◆ **Request**
Reproduce the text of every entry below with "innermost point" replaced by "deepest interior point" and everything else unchanged, omitting the pictures from your answer.

━━ Data in this exercise

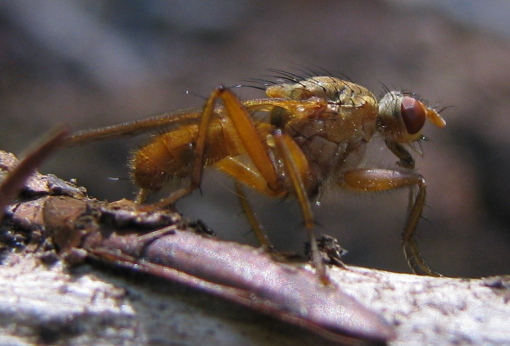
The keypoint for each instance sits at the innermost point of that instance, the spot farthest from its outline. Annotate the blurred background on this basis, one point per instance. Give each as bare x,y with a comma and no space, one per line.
94,63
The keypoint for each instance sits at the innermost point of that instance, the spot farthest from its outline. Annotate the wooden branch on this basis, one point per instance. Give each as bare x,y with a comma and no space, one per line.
43,300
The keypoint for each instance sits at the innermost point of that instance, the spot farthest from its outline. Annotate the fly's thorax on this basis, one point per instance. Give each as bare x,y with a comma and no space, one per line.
332,89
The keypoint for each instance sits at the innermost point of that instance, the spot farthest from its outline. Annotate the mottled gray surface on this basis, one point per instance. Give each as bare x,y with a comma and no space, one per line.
93,63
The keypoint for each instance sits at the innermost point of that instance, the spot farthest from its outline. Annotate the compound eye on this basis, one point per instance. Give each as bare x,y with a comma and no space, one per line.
413,113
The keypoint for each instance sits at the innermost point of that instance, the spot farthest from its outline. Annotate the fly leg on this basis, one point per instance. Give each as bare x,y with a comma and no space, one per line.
248,136
367,180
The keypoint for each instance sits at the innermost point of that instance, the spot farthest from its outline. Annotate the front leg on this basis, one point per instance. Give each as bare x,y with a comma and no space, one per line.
368,180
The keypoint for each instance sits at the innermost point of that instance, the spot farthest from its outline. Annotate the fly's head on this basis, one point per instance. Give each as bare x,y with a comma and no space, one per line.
402,117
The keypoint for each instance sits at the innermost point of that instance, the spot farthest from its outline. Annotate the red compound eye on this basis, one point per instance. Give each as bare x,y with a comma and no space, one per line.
413,113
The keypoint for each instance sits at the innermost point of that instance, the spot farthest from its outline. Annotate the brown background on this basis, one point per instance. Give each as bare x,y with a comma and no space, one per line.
94,63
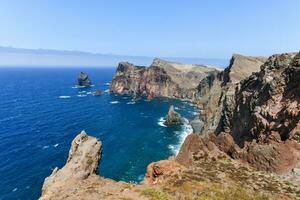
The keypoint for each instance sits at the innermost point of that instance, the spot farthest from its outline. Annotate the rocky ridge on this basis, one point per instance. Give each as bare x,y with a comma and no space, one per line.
200,171
162,78
173,117
248,147
83,80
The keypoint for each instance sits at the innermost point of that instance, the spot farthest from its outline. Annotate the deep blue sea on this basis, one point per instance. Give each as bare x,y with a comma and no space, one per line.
41,112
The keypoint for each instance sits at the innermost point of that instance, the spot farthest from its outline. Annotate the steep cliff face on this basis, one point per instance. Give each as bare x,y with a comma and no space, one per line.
83,80
209,175
162,78
257,118
216,92
267,104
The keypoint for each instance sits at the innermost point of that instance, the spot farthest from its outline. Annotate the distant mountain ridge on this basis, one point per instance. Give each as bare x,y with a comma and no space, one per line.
10,56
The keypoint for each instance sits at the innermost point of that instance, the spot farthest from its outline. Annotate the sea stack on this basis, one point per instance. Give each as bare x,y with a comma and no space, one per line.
97,93
83,80
173,117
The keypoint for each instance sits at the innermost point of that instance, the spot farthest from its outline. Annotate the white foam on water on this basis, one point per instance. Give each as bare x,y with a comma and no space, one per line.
176,108
81,95
141,177
194,112
56,145
64,97
78,86
161,122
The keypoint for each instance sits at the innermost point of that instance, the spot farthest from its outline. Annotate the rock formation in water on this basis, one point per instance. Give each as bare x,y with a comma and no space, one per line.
260,114
97,93
248,133
83,80
173,117
200,171
162,78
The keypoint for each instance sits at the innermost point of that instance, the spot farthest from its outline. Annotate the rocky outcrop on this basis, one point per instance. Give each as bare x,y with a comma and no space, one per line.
83,80
162,78
241,67
210,174
216,92
173,117
256,119
97,93
197,125
268,103
78,179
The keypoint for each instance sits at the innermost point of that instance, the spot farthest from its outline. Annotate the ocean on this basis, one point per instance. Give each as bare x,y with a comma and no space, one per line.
42,111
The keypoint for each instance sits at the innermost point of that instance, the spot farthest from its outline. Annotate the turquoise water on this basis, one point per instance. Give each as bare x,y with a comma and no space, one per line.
42,111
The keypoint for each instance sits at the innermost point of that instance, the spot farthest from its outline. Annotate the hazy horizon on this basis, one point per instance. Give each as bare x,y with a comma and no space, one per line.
21,57
201,29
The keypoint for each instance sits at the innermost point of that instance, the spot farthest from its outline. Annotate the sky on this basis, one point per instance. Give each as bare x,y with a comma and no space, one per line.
164,28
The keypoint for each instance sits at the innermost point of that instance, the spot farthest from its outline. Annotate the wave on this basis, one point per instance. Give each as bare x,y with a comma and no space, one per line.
56,145
9,118
81,95
161,122
78,86
186,129
194,112
64,97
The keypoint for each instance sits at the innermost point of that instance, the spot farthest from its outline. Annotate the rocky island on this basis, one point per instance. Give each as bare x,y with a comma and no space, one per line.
173,117
83,80
247,148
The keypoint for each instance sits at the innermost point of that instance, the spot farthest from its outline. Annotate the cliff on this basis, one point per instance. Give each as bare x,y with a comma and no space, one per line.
162,78
248,148
208,175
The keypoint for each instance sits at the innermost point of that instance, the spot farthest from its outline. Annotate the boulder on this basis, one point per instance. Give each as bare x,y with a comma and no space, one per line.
197,125
97,93
83,80
173,117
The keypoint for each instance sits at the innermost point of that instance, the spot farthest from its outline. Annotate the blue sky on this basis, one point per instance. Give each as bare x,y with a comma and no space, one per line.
207,29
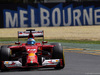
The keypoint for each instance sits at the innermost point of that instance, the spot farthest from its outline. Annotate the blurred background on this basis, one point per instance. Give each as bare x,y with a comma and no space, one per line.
41,1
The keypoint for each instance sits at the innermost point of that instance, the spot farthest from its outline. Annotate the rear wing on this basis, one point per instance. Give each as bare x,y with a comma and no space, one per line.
24,34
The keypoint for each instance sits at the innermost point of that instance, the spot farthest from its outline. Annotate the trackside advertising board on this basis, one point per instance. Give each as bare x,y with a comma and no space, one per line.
50,14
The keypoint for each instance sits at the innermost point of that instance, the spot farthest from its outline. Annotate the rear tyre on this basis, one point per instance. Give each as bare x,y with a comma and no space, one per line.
58,54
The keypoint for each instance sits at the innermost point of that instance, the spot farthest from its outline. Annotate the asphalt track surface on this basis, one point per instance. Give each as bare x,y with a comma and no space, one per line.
75,64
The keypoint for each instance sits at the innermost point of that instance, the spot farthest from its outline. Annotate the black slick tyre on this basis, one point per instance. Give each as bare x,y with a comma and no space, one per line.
58,54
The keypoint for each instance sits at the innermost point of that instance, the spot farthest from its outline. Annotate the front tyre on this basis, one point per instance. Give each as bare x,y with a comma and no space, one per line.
58,54
5,55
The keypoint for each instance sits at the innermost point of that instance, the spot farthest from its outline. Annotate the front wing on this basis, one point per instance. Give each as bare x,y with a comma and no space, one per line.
45,63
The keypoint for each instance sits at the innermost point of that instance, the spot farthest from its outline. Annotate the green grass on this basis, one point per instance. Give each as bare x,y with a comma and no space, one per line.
54,40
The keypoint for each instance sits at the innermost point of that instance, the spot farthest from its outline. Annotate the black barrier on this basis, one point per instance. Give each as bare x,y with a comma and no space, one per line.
49,14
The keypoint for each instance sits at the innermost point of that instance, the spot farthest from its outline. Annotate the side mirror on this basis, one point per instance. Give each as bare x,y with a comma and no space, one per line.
17,43
43,42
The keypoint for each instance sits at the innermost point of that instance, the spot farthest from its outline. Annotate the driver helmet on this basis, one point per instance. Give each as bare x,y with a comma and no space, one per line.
31,41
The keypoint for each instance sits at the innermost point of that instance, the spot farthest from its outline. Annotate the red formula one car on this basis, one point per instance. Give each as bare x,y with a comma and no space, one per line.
31,54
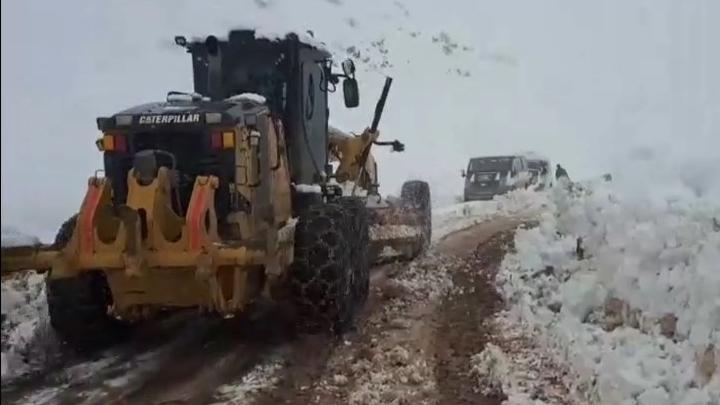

━━━━

◆ **The answer**
The keypoint for each instance sits at the deepest interior point of that instance, the spot farthest from its outline. Annotate the blurred background on this basis, one point per instance. Give each as bare x,y with a comma and no space, one per line.
94,63
The keypoint for each instance sits at the deepest interior point of that instance, the spot farthest from its outline. Annotate the wooden branch on this basis, one point per instance. Give each as bare x,y with a comma and no space, one per line.
43,300
The keypoint for each instance sits at the deepest interior point of that instance, the spot farthest from its outline. Annotate the fly's thorax on this basis, one point per instance. Give each as bare x,y with a comma and no space, one per line.
332,89
The keypoint for each instance sits at the deepest interior point of that instance, the spot farthest from its outline. Annotate the mottled gray surface on this basis, one point per instance. Give each as bare x,y with a comma and no space, one per line.
93,63
The keypoint for each instance sits at the deepest interior point of that instance, the spot farthest from its outline. Annotate the compound eye on this basis, one point per instance. Give each as bare x,y with a comma and no space, one per line.
413,113
The keypoint for each instance sits at the deepest interior point of that instance, the spot farthest from its outline. Annotate the fly leg on this basis, one point per instance. Give each as bare x,y with a comma and no space, one per line.
248,136
367,180
The keypoint for each instance sits at the deepest interior point of that instance, the spot farthest from its outline. Annotate the front leg on this basis, one point per instance. Give each as bare x,y with a comma and no space, one per line.
368,180
The keypoint for each instance sits at the deepest interior point of that instance, the spot farthest from its outline. Annotate the fly's head on this basis, one point per instance. Give each as bare x,y with a comma and no space, one per line.
402,117
The keypoint for each instance sits at the deepest interior point of that instance, the spot farthest from its outline. Annotate the red compound eye on this basis, one point per instance. Give each as bare x,y with a comma and no space, one per line.
413,113
The keypoint for each instance sits at the deepest interior point of that instance, the spot farthest from its outline. Annotate the brown background on this basis, one point per instance. Give each as bare x,y with a comma and no space, one per line.
94,63
The keypoint for each instance sits at the deepest interior point of that instance, the spot farthest from its outline. Annotate the rocky ridge on this basis, one point per instance. Give each as bare x,y with a comma and no space, one per line.
200,171
162,78
173,117
248,147
83,80
The keypoint for each instance sits at the deepest interior point of that instance, the spot farthest from its outline. Annotate the deep blue sea on this basis, one point per instance. Give each as bare x,y with a comma and no space, one per line.
41,112
The keypoint for each instance sits at the deepest interior point of that instance, the spot farthest from its outline. Annotate the steep cliff face on this basis, one point per instance. Give each as bare x,y with a comma and no space, one per line.
83,80
209,175
162,78
257,118
216,92
267,104
The keypoint for each instance sits at the deepest interior point of that instance, the spot farthest from its outline. Annotate the distant mountain ridge on this basis, one point per instance. Give each as bare x,y with a comma and no space, one per line.
10,56
The keypoint for each instance sits at the deepest interior point of that instance, the spot farthest from its outline. Annotate the sea stack on this basis, one point per instance. Give each as bare x,y with a comma and no space, one per line.
97,93
83,80
173,117
The keypoint for each instance sits at the deepest interior point of that instance, the spot farthest from its outline. Annotate the white foam on water on this basis, one point per instance. Give each as bare x,y with a comma and no space, one per line.
176,108
81,95
141,177
194,112
56,145
64,97
78,86
161,122
The keypoint for each instance sits at the deepest interior point of that instance, the spot farthest from its outline. Annotate the rock formation in water on this basis, one point per instance. Give each as bare x,y with a comma and no space, one per line.
260,114
97,93
248,133
83,80
173,117
200,171
162,78
The keypoint for each instance sits at the deepest interior point of that instance, the spot farthest from its outline. Annotate the rocky outcrop on this basis, one point per instance. Give each as bare x,y with a comma and no space, one per line.
83,80
162,78
241,67
210,174
216,92
173,117
256,119
97,93
197,125
268,103
78,179
The keypoint for each instance sits at the deepest interior point of that instance, the spot farthest from its outline. Annotate the ocean on this basis, one point per instance. Give each as bare x,y with a comma and no space, one per line.
42,111
The keypoint for each instance sits at the deepest interior point of that instance, the spot farthest from its outline. Annotate the turquoise water on this basis, one point per instance. Give each as bare x,y with a comma and no space, one per line.
42,111
The keypoint for each instance sits at the deepest interior point of that instance, the spot farthest from its outline. Annotate the hazy horizon on this basis, one point per instance. Give each as bare x,y with a comma and no space, one per line.
21,57
201,29
The keypoint for each instance sits at the deepest interior point of that instance, the spot farthest from its outline. Annotate the sky on this basis, one point per instance. Give each as bare x,y with a comma and no space, one per line.
164,28
The keypoint for each instance sits at the deepest interior point of that instance, the spot farthest from its outline. Annotate the wave on this basis, one point per instance. Give each as bare x,y with a comma and no space, one per line.
56,145
9,118
81,95
161,122
78,86
186,129
194,112
64,97
The keypoint for each instance sits at the deepest interior point of that instance, the spot farthest from its outline. Annotate the rocky island on this basis, one point per instance. Give each as bare x,y with a comma and no space, one per line.
173,117
83,80
247,148
The keypoint for each instance sits at the deepest interior point of that instance, the spot farthest from its outline. Annotate the cliff on this basis, one point per instance. Give each as bare x,y with a comma and no space, one per line.
162,78
248,148
208,175
The keypoint for each instance sits at the deepest interior point of that instance, the spot farthest from its outline. Annotate the boulder on this basis, one point per instance. Give each as bare x,y with a comma and no space, one per line.
197,125
97,93
83,80
173,117
The keypoint for each instance sits at the deepest interior point of that instance, the spot farthest from its outline. Annotate the blue sky on this basis, one point per instance. Give each as bare x,y with a comma and no space, one per line.
207,29
The keypoint for each instance sits at the deepest interior point of that instance, the spot farthest from its outline. Annotate the blurred background on this basis, one point per instance. Give each as bare x,y with a comma and no space, one per line.
41,1
The keypoint for each instance sits at the deepest interior point of that instance, the spot farthest from its outline. Annotate the rear wing on this basis, one point per instance. Give each as bare x,y with a comma and no space, one per line.
24,34
The keypoint for each instance sits at the deepest interior point of that instance, the spot farthest from its outline. Annotate the trackside advertising board on this basis, one point per instance. Give each as bare x,y with a comma and no space, one per line.
50,14
The keypoint for each instance sits at the deepest interior point of that instance, the spot farthest from its outline. Annotate the rear tyre on this basis, one point per instance. Give each as bare x,y with a comma and no space, one per line.
58,54
The keypoint for each instance sits at the deepest interior point of that instance, the spot farthest from its outline. Annotate the asphalt track surface on this basis, one point per instance. Give each as bare x,y with a comma and no space, one per line.
75,64
The keypoint for each instance sits at the deepest interior point of that instance, the spot farthest from its outline. Annotate the black slick tyre on this basis, one point per instance. Give each as bare x,y with a comma and no space, one per line.
58,54
The keypoint for each instance sits at the deepest interior point of that instance, the spot farthest from its outline. Annotate the front tyre on this basis, one point per instance. Give each as bare x,y with a comma and no space, one per line.
58,54
5,55
The keypoint for each instance sits at the deepest interior point of that instance, the spot farthest from its outline. Annotate the front wing on this basis, one point per instance. Give each as bare x,y with a comma and no space, one per line.
45,63
The keypoint for each instance sits at the deepest interior point of that instance, the spot farthest from its outline. Annotate the green grass on this basis, one point per instance. Give each as bare x,y with a comma and no space, one per line.
54,40
The keypoint for each instance sits at the deepest interior point of that instance, the spot farthest from its outline. Annotate the black barrier on this basis, one point per instance. Give each as bare x,y with a comma and no space, one per line.
49,14
The keypoint for each instance sits at the deepest interior point of that instance, the spot farthest from its outline. Annotate the side mirror on this basis, one point per instance. Give each as bare x,y with a comma and no space, one per line.
17,43
43,42
The keypoint for each instance sits at the deepest interior point of that instance, the spot farthest from its outline. Annotate the driver helmet on this basis, one point per instance. Give each as bare x,y with a comma and no space, one per line.
31,41
The keypoint for each instance sits at the deepest interior point of that instance, the spot farthest from its outline. Annotate the red formula one car on this basis, one point per instance. Give each as bare x,y with a comma and no space, one per line.
31,54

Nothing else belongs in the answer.